Unlike the internal combustion engine a stirling engine does not have any combustion process within its reciprocating engine. A sealed cylinder containing a gas (such as helium) is heated at one end by the burning gas and then cooled at the other by the return heating water so that it expands and subsequently contracts and is arranged to actuate a piston to drive an electrical generator. The specific configuration of the engine will depend on the manufacturer but the majority of the moving parts are within a sealed, and so clean environment. The most common application is of the free piston Stirling engine.
The driving heat could be provided by a number of sources including recovered heat and heat from solar sources however in UK micro-CHP applications the energy typically will be produced by burning natural gas.
Since the system relies on heating and cooling process it will take several minutes before electricity is produced whilst it heats up.
Stirling engine micro-CHP typically will convert under 10% of the energy to electricity and the remainder goes to heat. The overall system is likely to be in excess of 90% efficient.
Internal combustion engines
Using well established technology an internal combustion (IC) engine is powered by the expansion of hot gases within the engine. These can be fuelled by petrol, diesel, biofuels, LPG or natural gas and linked in with a generator to produce electricity. Heat is then taken from the engine’s cooling water and exhaust manifold. They can have a higher electrical efficiency than a Stirling engine but are larger and noisier and not commonly applied to the UK domestic market. The practical size range is from less than 1kWe to 5 MWe or more but typically in the UK the size (and noise) have meant that they are more commonly used in larger applications located in plant rooms. Well designed systems can convert 25% of the input energy to electricity.

• **Provided records**
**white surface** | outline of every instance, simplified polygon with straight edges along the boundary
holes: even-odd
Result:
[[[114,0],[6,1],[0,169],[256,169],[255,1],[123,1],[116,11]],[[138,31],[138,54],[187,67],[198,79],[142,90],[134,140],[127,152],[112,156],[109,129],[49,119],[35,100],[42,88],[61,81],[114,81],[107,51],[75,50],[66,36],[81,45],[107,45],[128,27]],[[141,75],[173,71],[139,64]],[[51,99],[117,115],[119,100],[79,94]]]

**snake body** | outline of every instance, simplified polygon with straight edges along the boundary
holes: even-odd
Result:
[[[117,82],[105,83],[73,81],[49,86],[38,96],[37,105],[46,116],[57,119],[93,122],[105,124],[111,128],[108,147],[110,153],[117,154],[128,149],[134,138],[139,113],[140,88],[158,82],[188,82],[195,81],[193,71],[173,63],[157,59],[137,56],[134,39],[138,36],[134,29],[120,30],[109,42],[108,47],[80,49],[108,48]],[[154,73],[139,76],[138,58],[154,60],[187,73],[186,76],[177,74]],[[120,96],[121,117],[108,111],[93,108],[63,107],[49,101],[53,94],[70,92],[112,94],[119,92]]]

• **Your task**
Reproduce the full passage on Stirling and internal combustion engines word for word.

• **Worked answer**
Unlike the internal combustion engine a stirling engine does not have any combustion process within its reciprocating engine. A sealed cylinder containing a gas (such as helium) is heated at one end by the burning gas and then cooled at the other by the return heating water so that it expands and subsequently contracts and is arranged to actuate a piston to drive an electrical generator. The specific configuration of the engine will depend on the manufacturer but the majority of the moving parts are within a sealed, and so clean environment. The most common application is of the free piston Stirling engine.
The driving heat could be provided by a number of sources including recovered heat and heat from solar sources however in UK micro-CHP applications the energy typically will be produced by burning natural gas.
Since the system relies on heating and cooling process it will take several minutes before electricity is produced whilst it heats up.
Stirling engine micro-CHP typically will convert under 10% of the energy to electricity and the remainder goes to heat. The overall system is likely to be in excess of 90% efficient.
Internal combustion engines
Using well established technology an internal combustion (IC) engine is powered by the expansion of hot gases within the engine. These can be fuelled by petrol, diesel, biofuels, LPG or natural gas and linked in with a generator to produce electricity. Heat is then taken from the engine’s cooling water and exhaust manifold. They can have a higher electrical efficiency than a Stirling engine but are larger and noisier and not commonly applied to the UK domestic market. The practical size range is from less than 1kWe to 5 MWe or more but typically in the UK the size (and noise) have meant that they are more commonly used in larger applications located in plant rooms. Well designed systems can convert 25% of the input energy to electricity.